According to the blog post on the Bermuda Monetary Authority's proposed regulatory enhancements, on what date does the BMA intend the new requirements to enter into force?

--- Begin DOCUMENT TEXT ---

Draft

BLOG

Bermuda Monetary Authority proposed enhancements to the Regulatory Regime - Key points and Implications

03 Apr 2023

On 24 February 2023, the Bermuda Monetary Authority (“BMA”) published its consultation on enhancements to the regulatory and supervisory regime for insurers in Bermuda. The main changes, which could be material for some firms, impact life insurers. Below we discuss the key points and implications. 

Overview

(Re)insurers are being asked to “field-test” the proposals using bases specified in a template published by the BMA. The deadline for responding to this consultation and submitting field-test results is 30 April.    

A second version of the consultation paper is scheduled for Q3 2023 with a second round of field-testing. The draft bill, revised draft rules and guidance notes are expected to accompany the second consultation paper, with the BMA intending that the new requirements will enter into force on 1 January 2024.

With the consultation document running to 72 pages, there is a lot of information to digest. We’ve summarised the key areas of change below:

  • Technical Provisions (“TPs”) – specifically relating to the Scenario-Based Approach (“SBA”) discount rate. The requirements will become more like those of the Matching Adjustment (MA) in the UK and Europe. It is also proposed that the risk margin for an insurance group is equal to the sum of the entity risk margins.
  • Bermuda Solvency Capital Requirements (“BSCR”) –introducing new expense and lapse risk sub modules which refine the capital charges for these risks, making them more risk sensitive. For non-life (re)insurers there is a refinement and clarification of the capital charges for man-made risks.
  • Company Specific Parameters (Section 6D)  – there will be greater justification, governance and oversight on the use of company specific parameters that some firms use to adjust the standard model capital requirements calculation. For more complex adjustments, the requirements become much more aligned to the requirements of (partial) internal models used in the UK. 
  • Regulatory fees are expected to increase to reflect the increased cost of regulatory supervision in light of these proposals.

Below we have set out what we consider to be the most pertinent points for (re)insurers instead of attempting to replicate the detail in the consultation paper.

Technical provision enhancements: The Scenario-Based Approach

The BMA’s proposed changes would go some way to aligning the SBA requirements to those surrounding the Matching Adjustment in the UK and Europe. Below we note some of the key changes that would be introduced by proposals if implemented as drafted:

Regulatory Approval: Firms would require prior regulatory approval before using the SBA (in addition to approval to use assets which are admissible on a limited basis). Those already using the SBA will require approval for all incremental new business (including new tranches of flow reinsurance). Those who are not currently using the SBA (and any new (re)insurers) will need to obtain approval.

--- End DOCUMENT TEXT ---
--- Begin GIVEN MATERIAL ---

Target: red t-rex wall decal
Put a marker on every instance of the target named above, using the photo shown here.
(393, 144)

--- End GIVEN MATERIAL ---

> _SOLUTION TO THIS TASK_: 1 January 2024